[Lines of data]
** BEGIN **
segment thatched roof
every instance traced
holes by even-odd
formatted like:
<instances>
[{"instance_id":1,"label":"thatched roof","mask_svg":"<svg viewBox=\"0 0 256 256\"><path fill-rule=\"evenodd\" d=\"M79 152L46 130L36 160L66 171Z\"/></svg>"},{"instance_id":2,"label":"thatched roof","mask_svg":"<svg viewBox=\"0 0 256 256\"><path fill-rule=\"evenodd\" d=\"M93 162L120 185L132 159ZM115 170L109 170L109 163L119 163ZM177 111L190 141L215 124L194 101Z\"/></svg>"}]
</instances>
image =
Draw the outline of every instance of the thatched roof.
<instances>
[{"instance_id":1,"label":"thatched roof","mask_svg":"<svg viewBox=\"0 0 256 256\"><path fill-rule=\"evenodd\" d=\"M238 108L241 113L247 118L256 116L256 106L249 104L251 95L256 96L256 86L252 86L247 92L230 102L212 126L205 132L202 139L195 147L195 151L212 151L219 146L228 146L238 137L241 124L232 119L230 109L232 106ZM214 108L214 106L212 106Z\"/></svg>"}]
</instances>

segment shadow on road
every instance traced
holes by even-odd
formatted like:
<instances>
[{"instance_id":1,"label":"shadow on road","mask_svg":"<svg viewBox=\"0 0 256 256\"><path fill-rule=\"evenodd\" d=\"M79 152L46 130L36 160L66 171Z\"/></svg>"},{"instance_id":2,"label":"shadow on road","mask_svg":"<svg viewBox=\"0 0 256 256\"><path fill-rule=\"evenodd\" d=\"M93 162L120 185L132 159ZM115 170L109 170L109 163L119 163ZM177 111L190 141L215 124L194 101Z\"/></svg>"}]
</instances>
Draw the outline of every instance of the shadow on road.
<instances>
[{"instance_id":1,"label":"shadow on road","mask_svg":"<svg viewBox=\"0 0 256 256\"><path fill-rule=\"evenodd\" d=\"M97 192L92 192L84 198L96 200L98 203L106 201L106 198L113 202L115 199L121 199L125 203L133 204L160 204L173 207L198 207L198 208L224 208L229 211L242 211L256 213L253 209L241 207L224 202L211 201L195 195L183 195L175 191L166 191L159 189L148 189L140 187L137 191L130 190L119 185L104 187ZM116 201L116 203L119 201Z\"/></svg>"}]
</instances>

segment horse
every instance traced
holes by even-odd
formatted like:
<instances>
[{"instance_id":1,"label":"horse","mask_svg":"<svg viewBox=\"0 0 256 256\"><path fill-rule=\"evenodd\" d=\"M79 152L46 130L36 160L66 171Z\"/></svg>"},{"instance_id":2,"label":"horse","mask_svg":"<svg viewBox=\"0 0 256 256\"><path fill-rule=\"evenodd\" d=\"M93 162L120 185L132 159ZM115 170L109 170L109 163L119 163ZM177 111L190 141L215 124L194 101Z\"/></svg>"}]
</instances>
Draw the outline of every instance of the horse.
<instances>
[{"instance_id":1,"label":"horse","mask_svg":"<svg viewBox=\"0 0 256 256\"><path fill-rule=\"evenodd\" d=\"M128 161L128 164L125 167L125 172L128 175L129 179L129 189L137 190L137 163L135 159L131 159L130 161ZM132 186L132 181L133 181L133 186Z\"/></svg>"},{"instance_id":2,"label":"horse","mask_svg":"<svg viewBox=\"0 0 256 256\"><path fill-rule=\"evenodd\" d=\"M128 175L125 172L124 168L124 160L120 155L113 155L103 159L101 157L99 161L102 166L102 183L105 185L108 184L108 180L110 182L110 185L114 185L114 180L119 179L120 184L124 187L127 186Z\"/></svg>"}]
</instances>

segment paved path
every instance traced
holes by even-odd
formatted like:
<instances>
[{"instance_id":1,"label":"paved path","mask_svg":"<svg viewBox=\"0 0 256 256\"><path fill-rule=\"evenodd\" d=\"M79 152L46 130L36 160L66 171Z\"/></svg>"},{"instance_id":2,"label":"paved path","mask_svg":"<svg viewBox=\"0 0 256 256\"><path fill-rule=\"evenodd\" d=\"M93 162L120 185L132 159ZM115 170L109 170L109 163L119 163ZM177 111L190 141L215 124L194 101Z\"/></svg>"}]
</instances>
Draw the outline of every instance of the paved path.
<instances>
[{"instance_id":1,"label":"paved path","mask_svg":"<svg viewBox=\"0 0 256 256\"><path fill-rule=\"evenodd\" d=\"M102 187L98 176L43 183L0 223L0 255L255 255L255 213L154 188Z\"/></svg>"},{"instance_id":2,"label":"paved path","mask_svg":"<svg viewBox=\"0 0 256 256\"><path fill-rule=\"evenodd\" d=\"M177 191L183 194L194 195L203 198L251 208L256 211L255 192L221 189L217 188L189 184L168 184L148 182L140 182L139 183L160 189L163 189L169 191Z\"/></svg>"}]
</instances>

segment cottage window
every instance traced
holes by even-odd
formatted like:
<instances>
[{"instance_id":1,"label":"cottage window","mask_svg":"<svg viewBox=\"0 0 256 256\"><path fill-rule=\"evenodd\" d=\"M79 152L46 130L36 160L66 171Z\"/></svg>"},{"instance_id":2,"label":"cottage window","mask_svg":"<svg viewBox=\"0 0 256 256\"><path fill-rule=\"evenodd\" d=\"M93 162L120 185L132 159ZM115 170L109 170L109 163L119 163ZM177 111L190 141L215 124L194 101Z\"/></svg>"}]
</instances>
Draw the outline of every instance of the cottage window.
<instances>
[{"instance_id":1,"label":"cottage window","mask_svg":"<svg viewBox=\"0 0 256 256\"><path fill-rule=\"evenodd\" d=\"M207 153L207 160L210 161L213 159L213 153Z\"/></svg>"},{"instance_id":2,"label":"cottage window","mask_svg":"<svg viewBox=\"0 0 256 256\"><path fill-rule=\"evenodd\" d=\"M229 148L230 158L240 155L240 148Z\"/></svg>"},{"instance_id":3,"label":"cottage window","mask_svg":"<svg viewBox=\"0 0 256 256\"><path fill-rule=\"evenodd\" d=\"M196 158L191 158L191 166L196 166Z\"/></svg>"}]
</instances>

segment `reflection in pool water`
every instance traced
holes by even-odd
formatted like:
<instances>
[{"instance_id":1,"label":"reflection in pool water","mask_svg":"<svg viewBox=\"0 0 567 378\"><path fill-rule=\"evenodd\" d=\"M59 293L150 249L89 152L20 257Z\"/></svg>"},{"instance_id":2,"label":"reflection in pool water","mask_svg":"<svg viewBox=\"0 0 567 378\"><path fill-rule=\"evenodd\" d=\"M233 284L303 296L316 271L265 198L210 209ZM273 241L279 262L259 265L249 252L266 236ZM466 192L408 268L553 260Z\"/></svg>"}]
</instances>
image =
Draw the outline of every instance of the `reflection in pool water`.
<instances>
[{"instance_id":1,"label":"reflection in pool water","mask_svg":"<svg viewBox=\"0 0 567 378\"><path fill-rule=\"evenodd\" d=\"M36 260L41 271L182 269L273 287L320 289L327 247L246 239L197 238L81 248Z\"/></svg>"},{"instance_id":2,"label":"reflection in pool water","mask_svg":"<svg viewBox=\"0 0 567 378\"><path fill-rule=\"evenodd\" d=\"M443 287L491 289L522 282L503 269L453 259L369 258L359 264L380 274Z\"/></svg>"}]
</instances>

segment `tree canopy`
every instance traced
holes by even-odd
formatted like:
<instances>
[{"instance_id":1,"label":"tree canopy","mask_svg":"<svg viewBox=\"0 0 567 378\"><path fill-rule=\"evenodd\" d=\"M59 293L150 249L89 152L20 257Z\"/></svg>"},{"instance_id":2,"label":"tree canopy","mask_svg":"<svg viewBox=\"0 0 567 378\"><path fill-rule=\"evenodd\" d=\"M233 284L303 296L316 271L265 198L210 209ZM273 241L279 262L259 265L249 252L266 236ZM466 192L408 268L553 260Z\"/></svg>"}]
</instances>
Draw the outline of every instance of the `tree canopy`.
** END **
Write out all of the lines above, reproducing each one exactly as given.

segment thatched roof
every instance traced
holes by even-odd
formatted like:
<instances>
[{"instance_id":1,"label":"thatched roof","mask_svg":"<svg viewBox=\"0 0 256 256\"><path fill-rule=\"evenodd\" d=\"M79 152L46 130L36 160L66 171Z\"/></svg>"},{"instance_id":2,"label":"thatched roof","mask_svg":"<svg viewBox=\"0 0 256 256\"><path fill-rule=\"evenodd\" d=\"M93 162L120 185L132 159ZM115 170L109 170L109 163L119 163ZM177 111L190 141L215 124L194 101Z\"/></svg>"}]
</instances>
image =
Draw the outline of every instance of the thatched roof.
<instances>
[{"instance_id":1,"label":"thatched roof","mask_svg":"<svg viewBox=\"0 0 256 256\"><path fill-rule=\"evenodd\" d=\"M238 108L241 113L247 118L256 116L256 106L249 104L251 95L256 96L256 86L252 86L247 92L230 102L212 126L205 132L202 139L195 147L195 151L212 151L219 146L228 146L238 137L241 124L232 119L230 109L232 106ZM214 108L214 106L212 106Z\"/></svg>"}]
</instances>

segment shadow on road
every instance traced
holes by even-odd
formatted like:
<instances>
[{"instance_id":1,"label":"shadow on road","mask_svg":"<svg viewBox=\"0 0 256 256\"><path fill-rule=\"evenodd\" d=\"M79 152L46 130L36 160L66 171Z\"/></svg>"},{"instance_id":2,"label":"shadow on road","mask_svg":"<svg viewBox=\"0 0 256 256\"><path fill-rule=\"evenodd\" d=\"M93 162L120 185L132 159ZM115 170L109 170L109 163L119 163ZM177 111L190 141L215 124L194 101Z\"/></svg>"}]
</instances>
Draw the outline of every instance of the shadow on road.
<instances>
[{"instance_id":1,"label":"shadow on road","mask_svg":"<svg viewBox=\"0 0 256 256\"><path fill-rule=\"evenodd\" d=\"M97 192L92 192L84 198L96 200L98 203L106 201L106 198L113 202L115 199L121 199L125 203L133 204L160 204L173 207L198 207L198 208L224 208L229 211L242 211L256 213L253 209L241 207L224 202L211 201L195 195L183 195L175 191L166 191L159 189L148 189L140 187L137 191L130 190L119 185L104 187ZM116 201L116 203L119 201Z\"/></svg>"}]
</instances>

segment horse
every instance traced
holes by even-odd
formatted like:
<instances>
[{"instance_id":1,"label":"horse","mask_svg":"<svg viewBox=\"0 0 256 256\"><path fill-rule=\"evenodd\" d=\"M79 152L46 130L36 160L66 171Z\"/></svg>"},{"instance_id":2,"label":"horse","mask_svg":"<svg viewBox=\"0 0 256 256\"><path fill-rule=\"evenodd\" d=\"M93 162L120 185L132 159ZM115 170L109 170L109 163L119 163ZM177 111L190 141L215 124L194 101Z\"/></svg>"}]
</instances>
Draw the outline of every instance of the horse.
<instances>
[{"instance_id":1,"label":"horse","mask_svg":"<svg viewBox=\"0 0 256 256\"><path fill-rule=\"evenodd\" d=\"M128 161L128 164L125 167L125 172L128 175L129 179L129 189L137 190L137 163L135 159L131 159L130 161ZM132 186L132 181L133 181L133 186Z\"/></svg>"},{"instance_id":2,"label":"horse","mask_svg":"<svg viewBox=\"0 0 256 256\"><path fill-rule=\"evenodd\" d=\"M128 175L125 172L124 168L124 160L120 155L113 155L103 159L101 157L99 161L102 166L102 183L105 185L108 184L108 180L110 182L110 185L114 185L114 180L119 179L120 184L124 187L127 186Z\"/></svg>"}]
</instances>

segment paved path
every instance traced
holes by even-odd
formatted like:
<instances>
[{"instance_id":1,"label":"paved path","mask_svg":"<svg viewBox=\"0 0 256 256\"><path fill-rule=\"evenodd\" d=\"M79 152L46 130L36 160L66 171Z\"/></svg>"},{"instance_id":2,"label":"paved path","mask_svg":"<svg viewBox=\"0 0 256 256\"><path fill-rule=\"evenodd\" d=\"M93 162L120 185L132 159ZM115 170L109 170L109 163L119 163ZM177 111L190 141L215 124L194 101Z\"/></svg>"}]
</instances>
Draw the outline of every instance of the paved path.
<instances>
[{"instance_id":1,"label":"paved path","mask_svg":"<svg viewBox=\"0 0 256 256\"><path fill-rule=\"evenodd\" d=\"M102 187L98 176L43 183L0 223L0 255L255 255L255 213L154 188Z\"/></svg>"},{"instance_id":2,"label":"paved path","mask_svg":"<svg viewBox=\"0 0 256 256\"><path fill-rule=\"evenodd\" d=\"M177 191L183 194L194 195L203 198L251 208L256 211L255 192L221 189L217 188L189 184L168 184L148 182L140 182L139 183L160 189L163 189L169 191Z\"/></svg>"}]
</instances>

segment cottage window
every instance traced
holes by even-odd
formatted like:
<instances>
[{"instance_id":1,"label":"cottage window","mask_svg":"<svg viewBox=\"0 0 256 256\"><path fill-rule=\"evenodd\" d=\"M79 152L46 130L36 160L66 171Z\"/></svg>"},{"instance_id":2,"label":"cottage window","mask_svg":"<svg viewBox=\"0 0 256 256\"><path fill-rule=\"evenodd\" d=\"M93 162L120 185L132 159ZM115 170L109 170L109 163L119 163ZM177 111L190 141L215 124L194 101Z\"/></svg>"}]
</instances>
Draw the outline of every instance of the cottage window.
<instances>
[{"instance_id":1,"label":"cottage window","mask_svg":"<svg viewBox=\"0 0 256 256\"><path fill-rule=\"evenodd\" d=\"M207 153L207 160L210 161L213 159L213 153Z\"/></svg>"},{"instance_id":2,"label":"cottage window","mask_svg":"<svg viewBox=\"0 0 256 256\"><path fill-rule=\"evenodd\" d=\"M229 148L230 158L240 155L240 148Z\"/></svg>"},{"instance_id":3,"label":"cottage window","mask_svg":"<svg viewBox=\"0 0 256 256\"><path fill-rule=\"evenodd\" d=\"M196 158L191 158L191 166L196 166Z\"/></svg>"}]
</instances>

segment `reflection in pool water`
every instance traced
holes by even-odd
formatted like:
<instances>
[{"instance_id":1,"label":"reflection in pool water","mask_svg":"<svg viewBox=\"0 0 567 378\"><path fill-rule=\"evenodd\" d=\"M59 293L150 249L89 152L20 257Z\"/></svg>"},{"instance_id":2,"label":"reflection in pool water","mask_svg":"<svg viewBox=\"0 0 567 378\"><path fill-rule=\"evenodd\" d=\"M233 284L303 296L316 271L265 198L210 209ZM273 241L279 262L259 265L249 252L266 236ZM466 192L408 268L553 260Z\"/></svg>"}]
</instances>
image =
Draw the outline of every instance of the `reflection in pool water`.
<instances>
[{"instance_id":1,"label":"reflection in pool water","mask_svg":"<svg viewBox=\"0 0 567 378\"><path fill-rule=\"evenodd\" d=\"M36 260L41 271L182 269L273 287L320 289L327 247L246 239L197 238L81 248Z\"/></svg>"},{"instance_id":2,"label":"reflection in pool water","mask_svg":"<svg viewBox=\"0 0 567 378\"><path fill-rule=\"evenodd\" d=\"M443 287L491 289L522 282L503 269L453 259L369 258L359 264L380 274Z\"/></svg>"}]
</instances>

segment `tree canopy`
every instance traced
holes by even-odd
formatted like:
<instances>
[{"instance_id":1,"label":"tree canopy","mask_svg":"<svg viewBox=\"0 0 567 378\"><path fill-rule=\"evenodd\" d=\"M59 293L150 249L89 152L20 257Z\"/></svg>"},{"instance_id":2,"label":"tree canopy","mask_svg":"<svg viewBox=\"0 0 567 378\"><path fill-rule=\"evenodd\" d=\"M233 284L303 296L316 271L265 198L210 209ZM273 241L279 262L259 265L249 252L266 236ZM466 192L408 268L553 260Z\"/></svg>"}]
</instances>
Draw the outline of every instance of the `tree canopy`.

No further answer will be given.